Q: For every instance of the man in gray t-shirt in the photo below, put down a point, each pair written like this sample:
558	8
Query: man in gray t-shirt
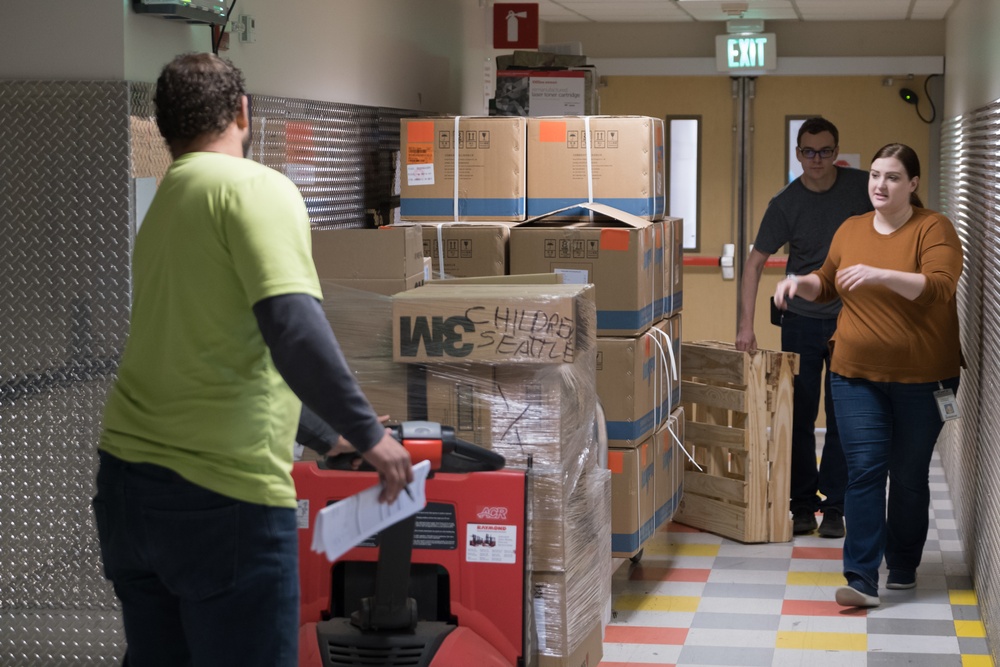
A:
805	215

════════════════════

Estrai tutte le righe dell'elenco e ricopiale identiche, omettendo le immagini.

→ Risultato del compito
Q: For every instance of the man in gray t-shirt in the photo below, put down a point, each pair written like this sample:
558	8
Query: man in gray t-shirt
A:
805	215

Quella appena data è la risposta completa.